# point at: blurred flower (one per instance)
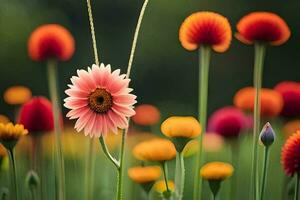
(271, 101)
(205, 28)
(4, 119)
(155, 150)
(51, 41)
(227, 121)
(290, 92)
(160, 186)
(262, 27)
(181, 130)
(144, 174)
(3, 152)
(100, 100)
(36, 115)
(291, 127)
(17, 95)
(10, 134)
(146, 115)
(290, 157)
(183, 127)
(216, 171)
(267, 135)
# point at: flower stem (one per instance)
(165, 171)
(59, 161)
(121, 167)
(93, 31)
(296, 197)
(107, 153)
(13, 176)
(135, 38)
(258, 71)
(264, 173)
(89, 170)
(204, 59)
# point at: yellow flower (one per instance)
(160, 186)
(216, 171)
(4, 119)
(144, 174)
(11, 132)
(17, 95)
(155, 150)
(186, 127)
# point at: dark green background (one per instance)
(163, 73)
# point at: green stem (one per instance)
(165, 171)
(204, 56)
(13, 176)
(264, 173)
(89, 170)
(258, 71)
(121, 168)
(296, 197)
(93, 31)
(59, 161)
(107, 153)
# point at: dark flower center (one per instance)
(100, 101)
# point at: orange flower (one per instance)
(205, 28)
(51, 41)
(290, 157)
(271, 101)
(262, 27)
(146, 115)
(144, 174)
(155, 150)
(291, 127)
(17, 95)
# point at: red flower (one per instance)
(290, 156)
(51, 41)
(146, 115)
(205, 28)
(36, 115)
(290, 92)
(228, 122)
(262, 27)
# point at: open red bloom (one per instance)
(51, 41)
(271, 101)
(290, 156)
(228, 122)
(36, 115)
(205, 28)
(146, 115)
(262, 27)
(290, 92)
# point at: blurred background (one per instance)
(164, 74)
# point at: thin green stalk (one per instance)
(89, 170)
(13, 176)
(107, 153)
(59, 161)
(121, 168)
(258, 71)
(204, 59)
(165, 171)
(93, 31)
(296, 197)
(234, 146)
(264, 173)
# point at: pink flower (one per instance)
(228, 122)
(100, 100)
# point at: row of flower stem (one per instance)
──────────────────────────────
§ **What you have to do**
Replace "one per instance" with "one point for each instance" everywhere in the data above and give all the lines again with nothing else changed. Leave the picture out.

§ **Exercise answer**
# point at: blurred flower (one point for each instance)
(271, 101)
(205, 28)
(4, 119)
(155, 150)
(51, 41)
(227, 121)
(290, 92)
(160, 186)
(262, 27)
(181, 130)
(144, 174)
(3, 152)
(100, 100)
(36, 115)
(291, 127)
(17, 95)
(10, 134)
(146, 115)
(290, 157)
(183, 127)
(216, 171)
(267, 135)
# point at: flower stem (one point for each instance)
(165, 171)
(59, 161)
(121, 167)
(93, 31)
(296, 197)
(107, 153)
(13, 176)
(135, 38)
(258, 71)
(264, 173)
(89, 170)
(204, 59)
# point at: yellow flower (one point for each instance)
(160, 186)
(216, 171)
(4, 119)
(144, 174)
(11, 132)
(17, 95)
(155, 150)
(186, 127)
# point at: dark green background (one point for each instance)
(163, 73)
# point at: green stem (one point for each instance)
(165, 171)
(204, 56)
(13, 176)
(264, 173)
(89, 170)
(258, 71)
(121, 168)
(296, 197)
(93, 31)
(59, 161)
(107, 153)
# point at: dark flower center (one point for each instance)
(100, 101)
# point at: orange flower (one point for each instance)
(205, 28)
(51, 41)
(290, 157)
(271, 101)
(262, 27)
(146, 115)
(144, 174)
(155, 150)
(291, 127)
(17, 95)
# point at: red flower (one point for each instance)
(290, 156)
(51, 41)
(146, 115)
(205, 28)
(36, 115)
(290, 92)
(228, 122)
(262, 27)
# point at: open red bloom (one point for each instance)
(51, 41)
(271, 101)
(290, 156)
(228, 122)
(36, 115)
(205, 28)
(146, 115)
(262, 27)
(290, 92)
# point at: blurred background (one point for each instance)
(164, 74)
# point at: thin green stalk (one point for each instance)
(89, 170)
(13, 176)
(107, 153)
(59, 161)
(121, 168)
(258, 71)
(204, 59)
(165, 171)
(93, 31)
(296, 197)
(234, 146)
(264, 173)
# point at: pink flower (one point for each instance)
(228, 122)
(100, 100)
# point at: row of flower stem (one point for each instance)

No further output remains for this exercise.